Logstools

Free SEO Crawler and Log Analysis tool worth your time (web based) – Seolyzer

Seolyzer impressed me right from the start and while it’s not open source, it’s free and it’s talented owner is committed to offering a free plan in the future. Right now it’s a crawler, log analysis tool, monitors robots.txt and calculates PageRank. It deserves coverage and it’s definitely worth your time; head straight to Seolyzer right now or keep reading to understand more about the tool and it’s talented founder (and 1 man army), Olivier Papon.

Why I like this tool

It’s simple, intuitive and useful for SEOs at any experience level.  The log file collection can be done in real time or via upload, the crawler is quick and the reports are straightforward and extensible (additional data is available in the columns tabs).   It doesn’t feel heavy or clunky and I haven’t seen one single error, which is a feat on it’s own.  The tool is obviously still in its infancy and lacks some features (crawler should render the full DOM – this is definitely in his feature list), but we have to remember that Olivier is doing this on his own – which is, pretty incredible.

About the founder

1)  What’s your background?

I’m 36 years old,  and have 14 years of experience in the SEO world. I got a master’s degree in web projects. I started to work in SEO with my first job, it never stopped.
I launched a free log analyzer and crawler (Seolyzer.io) in November 2017

2) Are you a developer first, SEO second? What languages do you program in?

I had the chance to learn development during my studies, but I’m definitely a SEO first!

+===+

§ **YOUR GOAL**
Reproduce, word for word, the part of the Seolyzer review that opens with the words containing "2) Are you a" and closes with "a SEO first!". The listing that follows is not needed for any of the work here.

§ **PROVIDED RECORDS**

+===+

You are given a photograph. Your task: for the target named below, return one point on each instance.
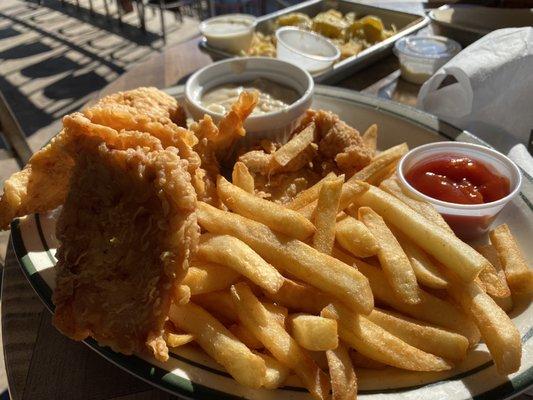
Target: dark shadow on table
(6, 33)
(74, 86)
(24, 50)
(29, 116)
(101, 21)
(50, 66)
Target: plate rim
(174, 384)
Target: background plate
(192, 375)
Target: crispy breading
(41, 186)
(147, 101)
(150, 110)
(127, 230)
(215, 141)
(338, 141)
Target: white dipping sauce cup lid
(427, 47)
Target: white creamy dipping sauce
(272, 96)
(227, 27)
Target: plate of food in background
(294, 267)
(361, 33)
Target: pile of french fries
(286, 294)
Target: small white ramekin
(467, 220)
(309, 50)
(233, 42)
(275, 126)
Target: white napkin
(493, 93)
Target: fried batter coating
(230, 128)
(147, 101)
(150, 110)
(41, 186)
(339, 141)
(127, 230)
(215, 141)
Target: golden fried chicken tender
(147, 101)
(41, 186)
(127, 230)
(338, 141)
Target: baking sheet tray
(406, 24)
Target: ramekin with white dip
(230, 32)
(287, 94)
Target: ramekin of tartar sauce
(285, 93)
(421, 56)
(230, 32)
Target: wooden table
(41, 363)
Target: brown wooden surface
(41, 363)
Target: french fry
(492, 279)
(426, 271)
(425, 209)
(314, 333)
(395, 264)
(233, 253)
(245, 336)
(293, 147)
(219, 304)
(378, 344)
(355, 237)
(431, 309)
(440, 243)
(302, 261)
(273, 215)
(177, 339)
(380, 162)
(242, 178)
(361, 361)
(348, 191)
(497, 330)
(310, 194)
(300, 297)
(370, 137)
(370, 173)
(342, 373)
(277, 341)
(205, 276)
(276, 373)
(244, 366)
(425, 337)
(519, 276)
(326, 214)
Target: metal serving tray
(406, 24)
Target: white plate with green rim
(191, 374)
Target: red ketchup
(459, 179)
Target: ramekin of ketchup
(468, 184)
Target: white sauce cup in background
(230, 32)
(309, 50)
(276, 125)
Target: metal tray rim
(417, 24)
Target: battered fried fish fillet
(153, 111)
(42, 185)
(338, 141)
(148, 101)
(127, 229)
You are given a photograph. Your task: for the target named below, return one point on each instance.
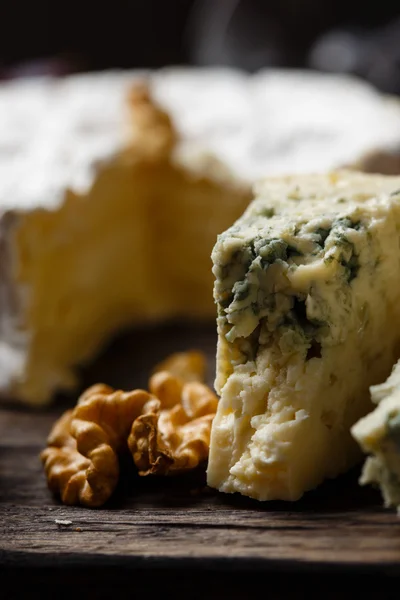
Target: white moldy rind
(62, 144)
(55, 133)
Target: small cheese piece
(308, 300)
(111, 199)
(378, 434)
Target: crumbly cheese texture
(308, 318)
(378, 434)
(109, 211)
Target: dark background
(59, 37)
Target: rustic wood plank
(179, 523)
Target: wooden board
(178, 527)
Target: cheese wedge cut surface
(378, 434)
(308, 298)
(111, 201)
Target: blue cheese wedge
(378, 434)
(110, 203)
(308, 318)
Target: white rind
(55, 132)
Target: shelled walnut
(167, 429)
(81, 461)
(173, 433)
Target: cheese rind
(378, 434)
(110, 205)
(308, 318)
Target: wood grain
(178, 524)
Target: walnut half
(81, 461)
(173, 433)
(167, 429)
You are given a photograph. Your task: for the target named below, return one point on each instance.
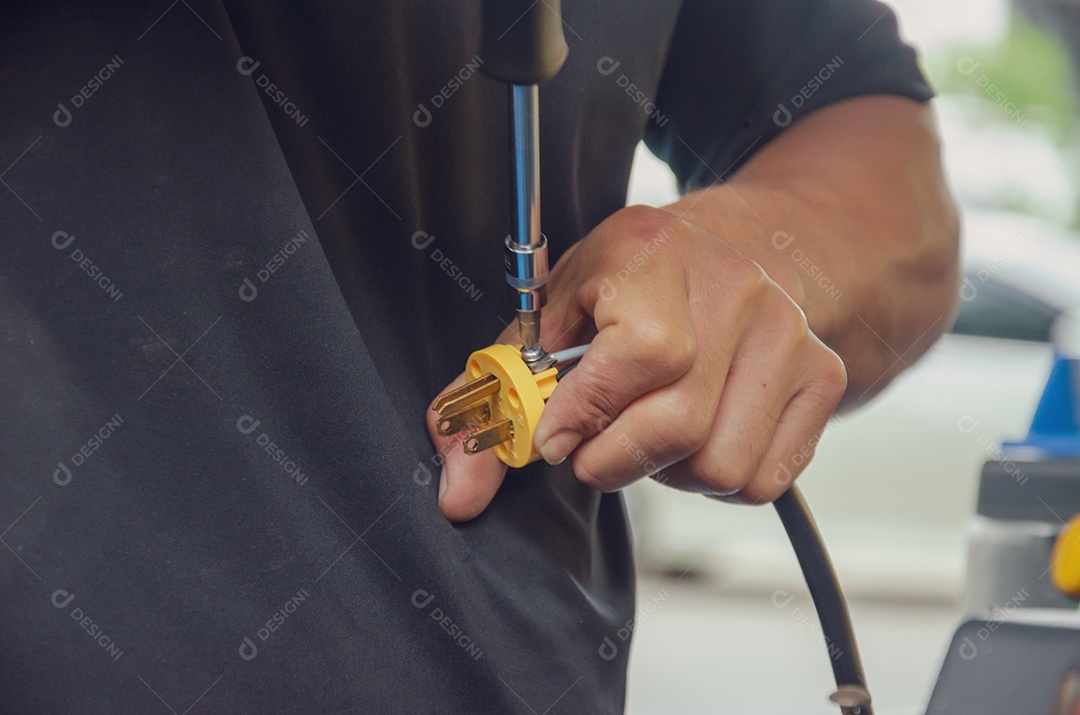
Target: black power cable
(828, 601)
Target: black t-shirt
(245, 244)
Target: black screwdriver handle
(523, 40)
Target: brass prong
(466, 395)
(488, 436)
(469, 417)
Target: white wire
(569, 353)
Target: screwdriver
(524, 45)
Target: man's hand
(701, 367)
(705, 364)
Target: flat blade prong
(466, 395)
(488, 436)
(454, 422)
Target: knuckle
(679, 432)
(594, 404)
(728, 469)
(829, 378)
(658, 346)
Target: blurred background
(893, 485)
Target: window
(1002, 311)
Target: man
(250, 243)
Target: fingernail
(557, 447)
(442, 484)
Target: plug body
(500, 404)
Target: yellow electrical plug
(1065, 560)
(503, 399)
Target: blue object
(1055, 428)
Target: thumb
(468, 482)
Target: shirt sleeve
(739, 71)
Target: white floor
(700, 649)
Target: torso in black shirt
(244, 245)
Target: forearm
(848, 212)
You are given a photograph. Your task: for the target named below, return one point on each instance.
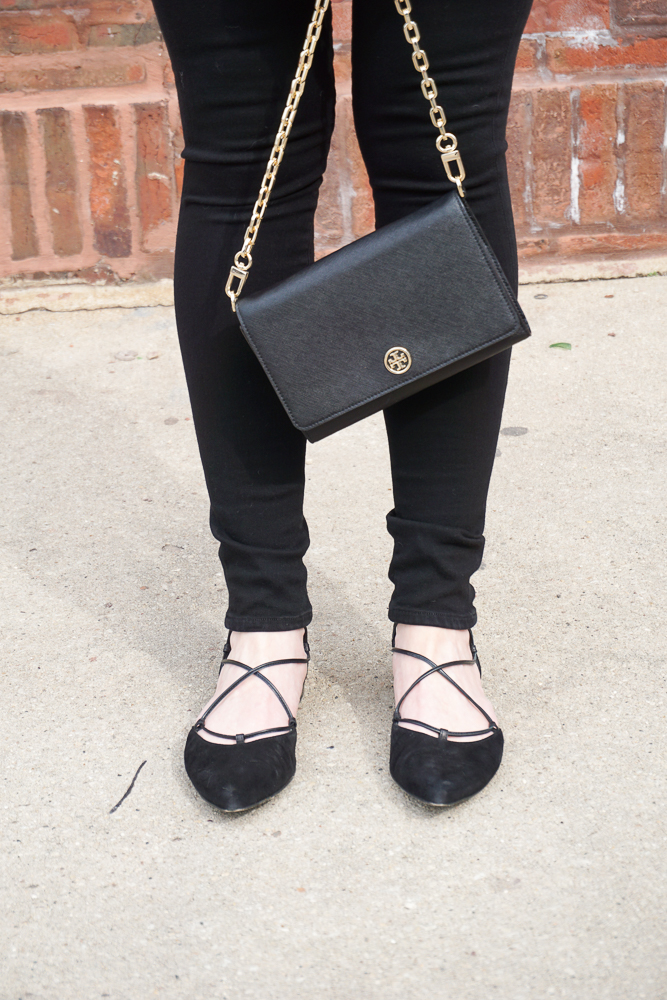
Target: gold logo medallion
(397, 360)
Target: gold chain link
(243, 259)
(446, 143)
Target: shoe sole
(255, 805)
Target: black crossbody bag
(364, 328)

+===+

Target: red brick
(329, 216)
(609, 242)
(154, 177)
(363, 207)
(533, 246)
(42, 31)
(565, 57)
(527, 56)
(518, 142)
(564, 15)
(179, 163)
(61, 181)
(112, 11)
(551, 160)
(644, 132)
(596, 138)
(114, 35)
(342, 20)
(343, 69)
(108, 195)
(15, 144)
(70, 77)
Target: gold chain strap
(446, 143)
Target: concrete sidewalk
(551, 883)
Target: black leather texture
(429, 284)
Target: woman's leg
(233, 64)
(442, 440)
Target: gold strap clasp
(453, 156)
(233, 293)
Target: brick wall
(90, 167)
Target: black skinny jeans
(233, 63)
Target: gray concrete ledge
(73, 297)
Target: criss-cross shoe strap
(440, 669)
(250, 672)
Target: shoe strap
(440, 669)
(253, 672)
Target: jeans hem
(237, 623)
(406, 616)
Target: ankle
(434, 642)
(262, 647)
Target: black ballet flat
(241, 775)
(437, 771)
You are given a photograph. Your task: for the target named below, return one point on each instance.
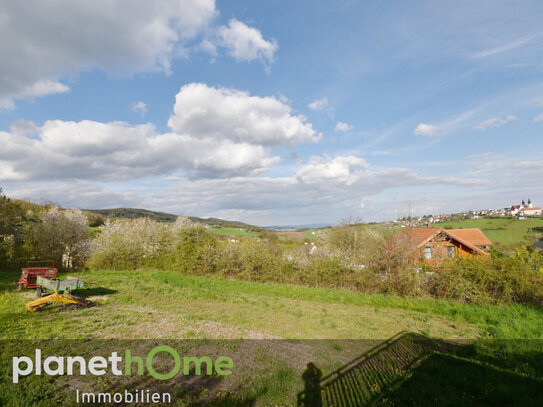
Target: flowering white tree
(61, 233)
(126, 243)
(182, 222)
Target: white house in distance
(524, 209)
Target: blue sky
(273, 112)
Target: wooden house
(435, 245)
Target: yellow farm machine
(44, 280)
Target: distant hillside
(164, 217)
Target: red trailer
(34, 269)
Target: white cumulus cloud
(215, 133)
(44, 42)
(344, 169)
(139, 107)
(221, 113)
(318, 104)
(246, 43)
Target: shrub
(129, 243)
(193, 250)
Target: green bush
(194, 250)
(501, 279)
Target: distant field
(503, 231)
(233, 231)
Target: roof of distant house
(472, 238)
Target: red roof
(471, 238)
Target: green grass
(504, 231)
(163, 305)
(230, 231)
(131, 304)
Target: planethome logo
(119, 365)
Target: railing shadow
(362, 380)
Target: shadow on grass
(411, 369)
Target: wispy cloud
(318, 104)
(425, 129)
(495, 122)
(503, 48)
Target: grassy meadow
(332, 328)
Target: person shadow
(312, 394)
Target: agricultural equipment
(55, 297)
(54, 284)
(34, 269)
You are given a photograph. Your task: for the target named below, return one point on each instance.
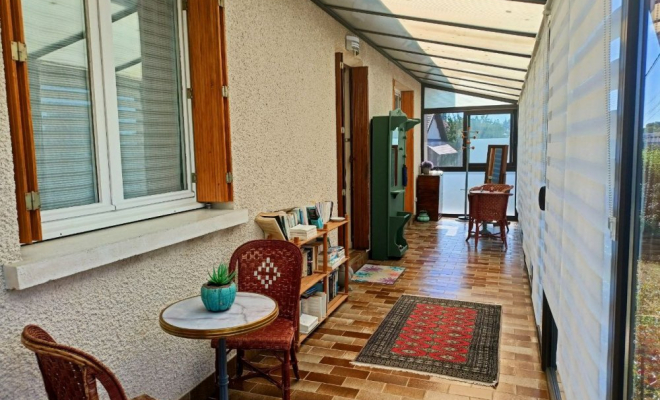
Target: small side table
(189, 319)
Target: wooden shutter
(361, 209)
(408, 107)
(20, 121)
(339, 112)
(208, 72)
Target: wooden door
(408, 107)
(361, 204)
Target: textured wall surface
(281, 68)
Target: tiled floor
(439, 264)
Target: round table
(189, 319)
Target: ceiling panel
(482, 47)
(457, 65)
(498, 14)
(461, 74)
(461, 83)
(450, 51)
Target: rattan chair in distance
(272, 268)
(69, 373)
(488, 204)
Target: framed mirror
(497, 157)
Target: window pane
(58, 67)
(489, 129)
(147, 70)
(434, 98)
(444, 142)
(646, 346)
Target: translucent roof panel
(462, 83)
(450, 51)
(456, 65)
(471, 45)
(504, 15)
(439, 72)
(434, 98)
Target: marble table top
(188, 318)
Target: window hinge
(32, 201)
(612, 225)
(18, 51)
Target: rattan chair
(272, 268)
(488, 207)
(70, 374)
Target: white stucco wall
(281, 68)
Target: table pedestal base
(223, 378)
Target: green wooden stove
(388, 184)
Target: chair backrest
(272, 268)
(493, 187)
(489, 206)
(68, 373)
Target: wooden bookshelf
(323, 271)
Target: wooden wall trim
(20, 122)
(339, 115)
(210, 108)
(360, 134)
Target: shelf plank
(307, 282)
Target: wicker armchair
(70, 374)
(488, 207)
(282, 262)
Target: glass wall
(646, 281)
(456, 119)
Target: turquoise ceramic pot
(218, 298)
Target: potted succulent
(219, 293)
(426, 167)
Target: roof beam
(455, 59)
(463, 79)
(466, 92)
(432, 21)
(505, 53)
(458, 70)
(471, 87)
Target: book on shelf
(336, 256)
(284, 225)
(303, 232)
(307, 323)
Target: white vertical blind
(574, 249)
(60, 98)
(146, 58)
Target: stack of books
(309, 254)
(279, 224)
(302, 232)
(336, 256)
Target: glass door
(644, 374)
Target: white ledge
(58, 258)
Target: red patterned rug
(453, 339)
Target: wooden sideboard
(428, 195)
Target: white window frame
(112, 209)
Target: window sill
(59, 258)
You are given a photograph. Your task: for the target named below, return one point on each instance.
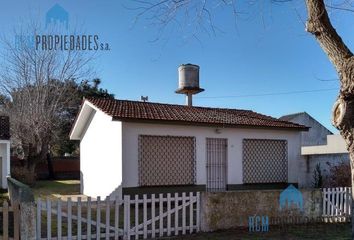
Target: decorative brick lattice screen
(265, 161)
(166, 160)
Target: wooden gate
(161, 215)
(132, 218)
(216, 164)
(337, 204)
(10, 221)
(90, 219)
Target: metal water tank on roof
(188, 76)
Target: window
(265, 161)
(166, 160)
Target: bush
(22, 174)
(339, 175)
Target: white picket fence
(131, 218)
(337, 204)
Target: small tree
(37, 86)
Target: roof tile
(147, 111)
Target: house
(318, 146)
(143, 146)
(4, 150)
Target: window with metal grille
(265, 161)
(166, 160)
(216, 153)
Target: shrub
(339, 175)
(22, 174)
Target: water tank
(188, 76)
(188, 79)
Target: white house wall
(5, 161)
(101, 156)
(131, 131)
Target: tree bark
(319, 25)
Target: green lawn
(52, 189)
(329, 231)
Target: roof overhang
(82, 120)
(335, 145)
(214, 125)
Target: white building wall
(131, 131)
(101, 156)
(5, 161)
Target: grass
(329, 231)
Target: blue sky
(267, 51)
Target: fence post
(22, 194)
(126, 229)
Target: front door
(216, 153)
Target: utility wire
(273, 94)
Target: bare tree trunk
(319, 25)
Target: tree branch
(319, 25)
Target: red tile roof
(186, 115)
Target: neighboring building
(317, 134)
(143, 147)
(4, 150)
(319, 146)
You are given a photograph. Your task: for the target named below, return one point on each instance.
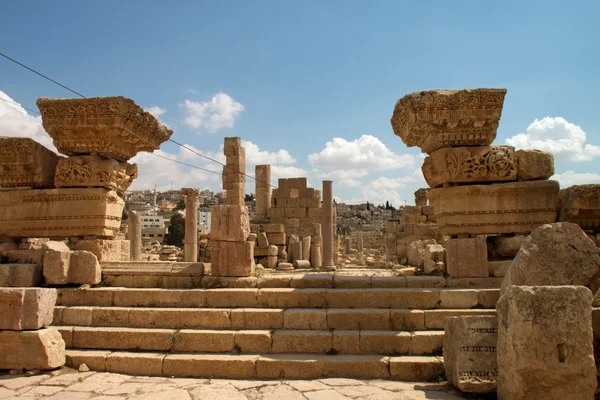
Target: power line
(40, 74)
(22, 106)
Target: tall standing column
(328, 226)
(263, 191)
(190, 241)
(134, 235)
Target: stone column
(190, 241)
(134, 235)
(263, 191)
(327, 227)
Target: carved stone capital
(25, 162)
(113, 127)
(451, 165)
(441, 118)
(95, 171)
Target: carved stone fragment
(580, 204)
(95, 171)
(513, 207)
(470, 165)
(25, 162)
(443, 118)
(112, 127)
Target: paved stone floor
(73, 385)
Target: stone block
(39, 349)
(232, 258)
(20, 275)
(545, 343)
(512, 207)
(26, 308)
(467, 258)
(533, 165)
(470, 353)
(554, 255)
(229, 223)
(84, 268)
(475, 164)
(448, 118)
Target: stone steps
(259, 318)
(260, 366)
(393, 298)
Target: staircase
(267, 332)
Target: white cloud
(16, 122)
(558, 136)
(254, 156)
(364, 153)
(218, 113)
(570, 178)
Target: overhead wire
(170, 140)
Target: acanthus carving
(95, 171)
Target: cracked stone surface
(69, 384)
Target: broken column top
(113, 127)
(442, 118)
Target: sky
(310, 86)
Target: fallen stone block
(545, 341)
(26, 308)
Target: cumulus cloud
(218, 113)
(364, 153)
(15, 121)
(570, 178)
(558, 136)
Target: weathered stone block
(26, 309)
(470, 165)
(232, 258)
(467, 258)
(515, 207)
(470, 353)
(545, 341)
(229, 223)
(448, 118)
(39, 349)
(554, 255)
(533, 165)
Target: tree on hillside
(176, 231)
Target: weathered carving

+===+

§ **TASK RESULT**
2) Are you a developer first, SEO second? What languages do you program in?

I had the chance to learn development during my studies, but I’m definitely a SEO first!